Better Than Random Stock Picks?

I have a Port that I have been trading since 8/5/13. It has done well but I want to know whether it has outperformed a random selection of stocks from the same universe.

So I ran the same port with a ranking system that selects stocks randomly. My port is all edited real trades. The port of randomly selected stocks uses no slippage or commissions and uses “Next Average of Hi and Low.” Results:

My Port. Total Return: 94.61% (AR 57.02%)

Random Selection: Total Return: 0.14% (AR 0.09%)

Good. My port managed to outperform this random selection of stocks. But was it my wonderful port or just dumb luck. After all, it is a 5 stock port that has been running for a relatively short time. Is there any statistical significance?

I would like the answer to this so I ran a paired t-test (two-tailed). This paired t-test matches the weekly returns of my port and the weekly returns of the port of randomly selected stocks. This is all downloaded from P123’s Performance>Graphs>“Weekly returns since 08/05/13” into an Excel spreadsheet. The statistics are computed by Excel.

Briefly, the null hypothesis is that the population mean for the weekly returns of my port is the same as the population mean for the weekly returns of randomly selected stocks. That is the same as saying that following my port is really no different than picking stocks at random. Any apparent difference is just due to chance.

The alternative hypothesis is that picking stocks with my port is different from picking stocks at random even if it is just because of the negative effect of transaction costs.

Results: p = 0.16

There is a 16% chance of observing a difference this large (or larger) even if the population means are identical: the null hypothesis.

Based on just the out-of-sample performance, there is a 16% chance that using this port is no different than picking stocks at random!

Jim,

Very good performance. I would suggest running the random ranking system 100 times. It’s fairly fast. Then you can count how many times ‘random’ beat yours. I’d be curious if you get the same result.

Best,
Tom

Tom,

I did do the same thing yesterday and I got p = 0.14. Also have done this before with a slightly different null hypothesis: are my returns different than the benchmark? The results are a little more significant for this question, presumably because the benchmark has less variance. I forgot exact numbers but it was significant for a one-tailed t-test. Pretty similar though.

Jim,
Use the optimizer. Put in the full date range 50 times each run without changing anything else. Can do it in 2 runs.
Best,
Tom

Will do and will get exact numbers on the comparison to the benchmark

Tom,

So I ran 100 sims with my random ranking system. I got a range for the AR as -15.64% to 40.83%. None of the sims beat my port.

Of course, if I could run my real port 100 times there would be some variance there too. The paired t-test gives us insight to this variability.

— What is expected —
Extend the forum thread above on testing a stock portfolio against randomly picked stocks, picking up after its final sentence.

— Given information —
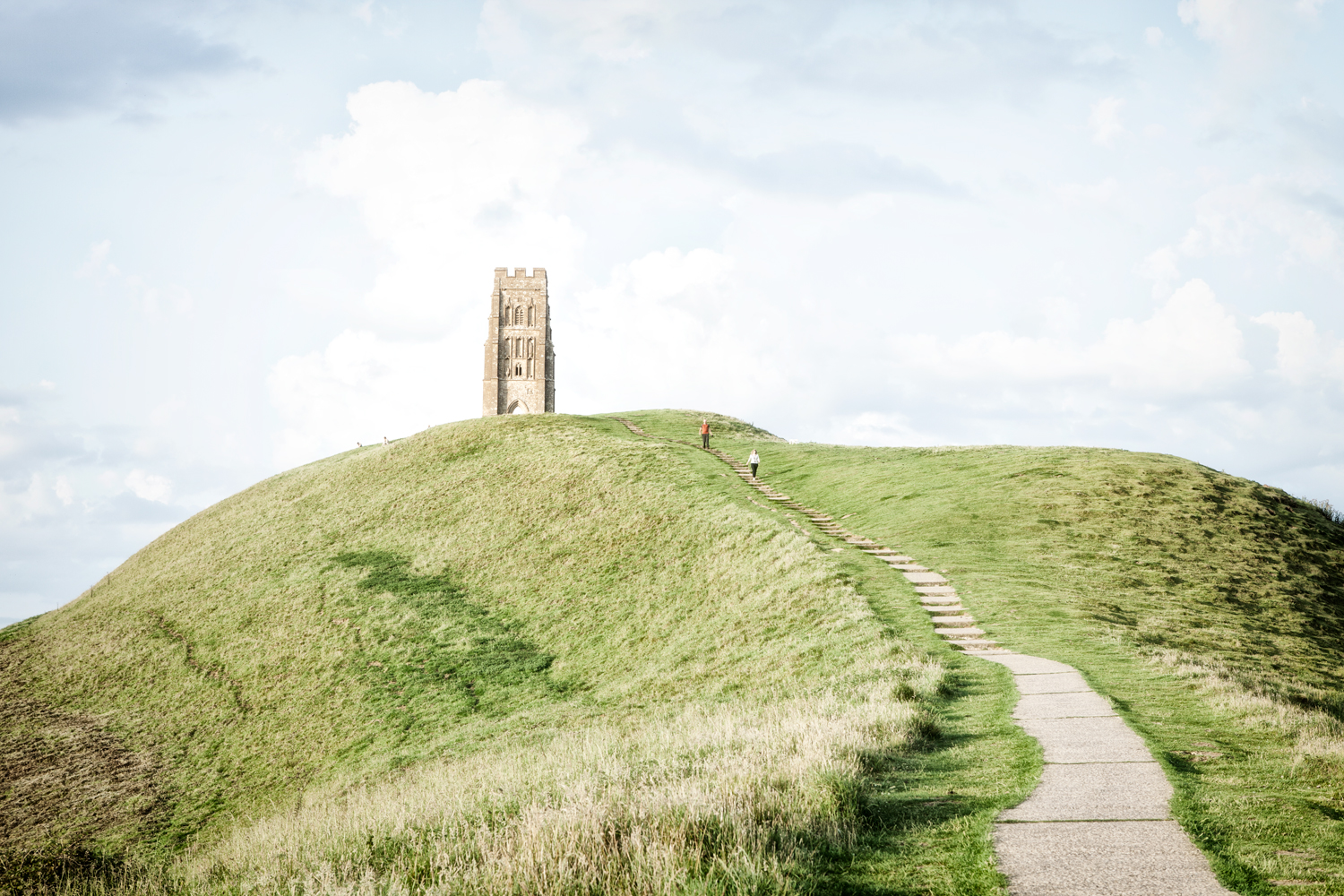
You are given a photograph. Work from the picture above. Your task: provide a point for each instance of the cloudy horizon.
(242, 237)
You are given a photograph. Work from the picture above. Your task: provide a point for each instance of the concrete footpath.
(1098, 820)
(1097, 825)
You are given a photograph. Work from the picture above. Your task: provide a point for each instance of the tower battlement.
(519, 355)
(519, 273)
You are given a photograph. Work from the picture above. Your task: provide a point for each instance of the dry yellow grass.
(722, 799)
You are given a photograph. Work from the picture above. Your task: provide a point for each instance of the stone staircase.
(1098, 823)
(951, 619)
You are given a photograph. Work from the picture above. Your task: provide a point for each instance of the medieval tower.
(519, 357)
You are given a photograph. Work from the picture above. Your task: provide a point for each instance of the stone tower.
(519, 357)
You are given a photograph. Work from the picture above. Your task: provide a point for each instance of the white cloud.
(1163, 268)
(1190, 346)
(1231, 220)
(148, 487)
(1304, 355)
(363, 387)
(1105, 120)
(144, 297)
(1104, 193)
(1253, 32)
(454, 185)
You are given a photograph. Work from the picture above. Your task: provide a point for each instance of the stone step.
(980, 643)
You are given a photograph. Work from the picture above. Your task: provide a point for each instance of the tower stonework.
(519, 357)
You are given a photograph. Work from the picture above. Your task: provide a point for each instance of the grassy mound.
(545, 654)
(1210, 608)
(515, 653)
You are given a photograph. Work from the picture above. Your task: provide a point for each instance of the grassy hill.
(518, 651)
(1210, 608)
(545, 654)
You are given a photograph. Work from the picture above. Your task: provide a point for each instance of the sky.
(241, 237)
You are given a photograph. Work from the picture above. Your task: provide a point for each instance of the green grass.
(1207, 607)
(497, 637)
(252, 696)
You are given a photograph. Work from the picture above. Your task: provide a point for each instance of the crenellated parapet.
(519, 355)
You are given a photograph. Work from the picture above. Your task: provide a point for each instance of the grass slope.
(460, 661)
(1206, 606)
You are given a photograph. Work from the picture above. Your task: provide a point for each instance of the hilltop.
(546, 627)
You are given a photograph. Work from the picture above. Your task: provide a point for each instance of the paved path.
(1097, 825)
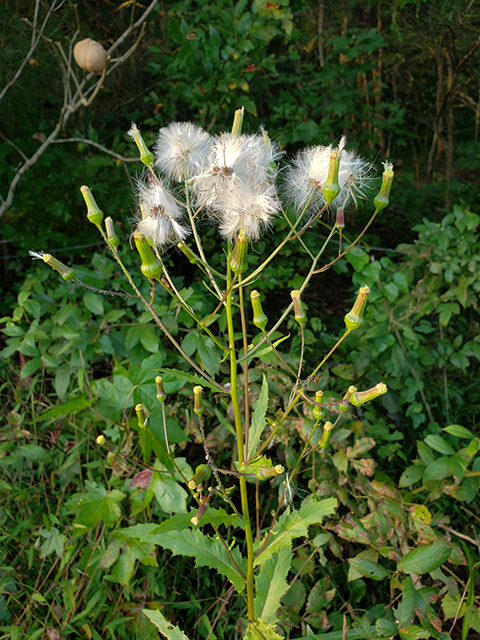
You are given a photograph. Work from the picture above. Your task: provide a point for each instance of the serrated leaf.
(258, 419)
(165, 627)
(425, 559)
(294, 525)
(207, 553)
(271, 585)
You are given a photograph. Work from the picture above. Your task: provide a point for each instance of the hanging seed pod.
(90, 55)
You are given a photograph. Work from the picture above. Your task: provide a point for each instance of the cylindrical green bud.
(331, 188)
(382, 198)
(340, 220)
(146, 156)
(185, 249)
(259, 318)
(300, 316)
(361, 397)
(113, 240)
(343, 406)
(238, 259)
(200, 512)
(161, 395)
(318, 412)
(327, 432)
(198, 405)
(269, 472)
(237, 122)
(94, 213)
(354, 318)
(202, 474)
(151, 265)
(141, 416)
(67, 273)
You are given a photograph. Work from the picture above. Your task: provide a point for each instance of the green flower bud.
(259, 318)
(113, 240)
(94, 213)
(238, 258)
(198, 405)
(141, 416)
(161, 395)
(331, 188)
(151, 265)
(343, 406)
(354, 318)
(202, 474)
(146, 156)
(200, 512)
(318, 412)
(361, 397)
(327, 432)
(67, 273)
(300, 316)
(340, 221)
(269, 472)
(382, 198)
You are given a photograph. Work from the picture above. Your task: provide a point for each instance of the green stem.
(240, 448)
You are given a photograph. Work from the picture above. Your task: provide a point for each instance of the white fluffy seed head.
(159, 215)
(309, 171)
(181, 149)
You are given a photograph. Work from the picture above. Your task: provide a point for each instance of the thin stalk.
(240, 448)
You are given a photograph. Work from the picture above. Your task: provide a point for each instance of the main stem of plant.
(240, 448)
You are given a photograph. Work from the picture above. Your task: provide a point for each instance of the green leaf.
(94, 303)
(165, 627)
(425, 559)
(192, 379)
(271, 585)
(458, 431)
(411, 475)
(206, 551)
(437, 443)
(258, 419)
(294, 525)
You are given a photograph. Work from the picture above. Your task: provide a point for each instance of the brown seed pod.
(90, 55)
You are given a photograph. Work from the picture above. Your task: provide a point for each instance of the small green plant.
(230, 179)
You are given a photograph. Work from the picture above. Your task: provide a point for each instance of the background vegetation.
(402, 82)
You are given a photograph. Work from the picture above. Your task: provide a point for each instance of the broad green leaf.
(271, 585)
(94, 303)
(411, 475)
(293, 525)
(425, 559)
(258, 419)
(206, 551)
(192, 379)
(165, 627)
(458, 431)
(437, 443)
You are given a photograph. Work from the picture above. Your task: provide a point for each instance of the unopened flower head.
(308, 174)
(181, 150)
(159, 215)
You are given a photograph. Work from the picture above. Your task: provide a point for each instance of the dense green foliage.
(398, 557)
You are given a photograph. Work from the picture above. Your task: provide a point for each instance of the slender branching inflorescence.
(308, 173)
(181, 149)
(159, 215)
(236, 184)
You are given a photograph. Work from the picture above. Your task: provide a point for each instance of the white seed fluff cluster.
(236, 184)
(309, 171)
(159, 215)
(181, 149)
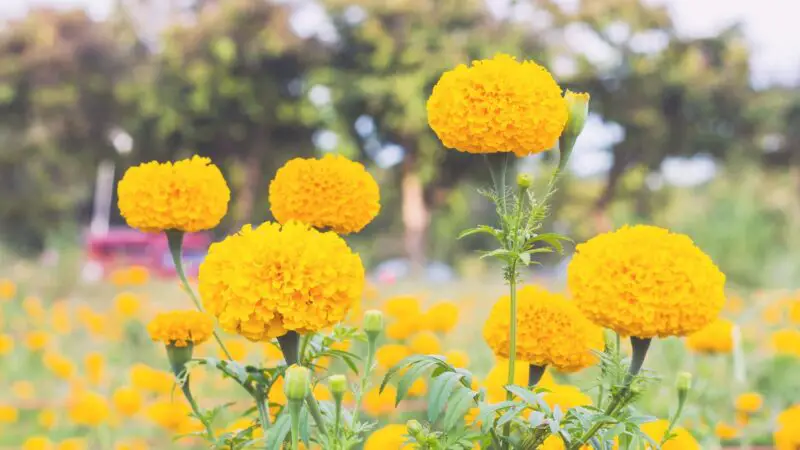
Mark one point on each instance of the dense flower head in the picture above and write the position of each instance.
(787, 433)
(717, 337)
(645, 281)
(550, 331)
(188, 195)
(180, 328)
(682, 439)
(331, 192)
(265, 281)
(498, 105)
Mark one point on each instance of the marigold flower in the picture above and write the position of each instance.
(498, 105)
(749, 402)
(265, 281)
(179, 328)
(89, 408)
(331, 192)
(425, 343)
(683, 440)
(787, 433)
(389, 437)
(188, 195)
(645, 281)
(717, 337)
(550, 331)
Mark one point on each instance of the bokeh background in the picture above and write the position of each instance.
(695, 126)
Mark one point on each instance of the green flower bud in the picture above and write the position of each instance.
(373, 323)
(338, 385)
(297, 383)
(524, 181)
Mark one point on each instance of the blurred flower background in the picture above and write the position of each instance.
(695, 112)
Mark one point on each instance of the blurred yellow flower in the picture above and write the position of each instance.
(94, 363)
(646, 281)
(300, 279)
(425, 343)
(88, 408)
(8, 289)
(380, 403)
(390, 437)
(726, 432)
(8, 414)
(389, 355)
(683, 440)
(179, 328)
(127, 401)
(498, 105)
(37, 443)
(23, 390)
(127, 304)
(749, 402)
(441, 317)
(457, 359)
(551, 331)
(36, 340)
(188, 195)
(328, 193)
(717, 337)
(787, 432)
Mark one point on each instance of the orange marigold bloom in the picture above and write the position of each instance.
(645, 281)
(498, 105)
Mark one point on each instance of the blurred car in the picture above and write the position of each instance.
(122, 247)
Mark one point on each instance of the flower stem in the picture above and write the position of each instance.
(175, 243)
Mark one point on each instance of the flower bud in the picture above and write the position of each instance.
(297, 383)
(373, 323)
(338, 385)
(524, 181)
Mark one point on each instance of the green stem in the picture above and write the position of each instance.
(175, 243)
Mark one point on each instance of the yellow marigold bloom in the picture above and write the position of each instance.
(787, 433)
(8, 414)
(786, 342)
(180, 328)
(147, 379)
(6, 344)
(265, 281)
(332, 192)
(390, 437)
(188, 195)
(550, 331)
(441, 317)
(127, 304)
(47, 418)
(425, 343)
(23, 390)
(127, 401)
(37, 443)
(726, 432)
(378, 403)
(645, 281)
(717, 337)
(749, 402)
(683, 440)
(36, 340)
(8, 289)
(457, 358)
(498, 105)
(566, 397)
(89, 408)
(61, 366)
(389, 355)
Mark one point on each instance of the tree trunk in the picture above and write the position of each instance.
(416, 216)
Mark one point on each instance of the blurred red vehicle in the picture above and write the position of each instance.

— Exercise result —
I also took my port and compared the weekly returns to the SP500. So the null hypothesis would be: Investing in my port is no different than investing in the SP500 (through SPY say). Technically the null hypothesis is: the population means are the same.

I got p = 0.07 for the 2-tailed paired t-test.

So, just based on the out-of-sample returns there is a 7% chance that investing in my port is no different than putting my money into the SPY ETF.

Jim,

The outperformance in your ranking / system is likely ‘real.’ The 100 runs with ‘random’ ranking is likely more accurate assessment of the probabilities for a variety of reasons, for example it makes no assumptions around the shape of the underlying distribution (it assumes they are normal, when returns have fat tails). This doesn’t mean it will continue to outperform, but it’s very unlikely the outperformance you have had was due to chance. I would be worth while ‘decomposing’ the actual source of outperformance, for example - sector or market cap or ‘style’ tilts.

Best,
Tom

Tom,

Thanks. It is looking pretty good for the port.

A few random thoughts:

There is survivorship bias. I did not bother to look at the ports I am no longer trading and this is my best (probably) port that I am trading now.

T-tests can generally be done with n > 30 even if the population is not normally distributed because of the central limit theorem. That is why I used weekly returns. I have 78 weeks of data.

I continue to think what is meant by “population.” Notice I did not really define it and I have yet to see it well defined in any books or on the net. There is a lot that can be said but most of the problems with this can be simply stated: The only population that I really care about is the future returns of stocks. I do not know how to get a sample of this. Clearly, I do not even have a random sample of the past. Perhaps it is best termed a convenience sample. Akin to taking a sample from your volleyball class in order to determine what the people at a university are majoring in. Many previous post (including Oliver’s and Marc’s) have correctly pointed this out.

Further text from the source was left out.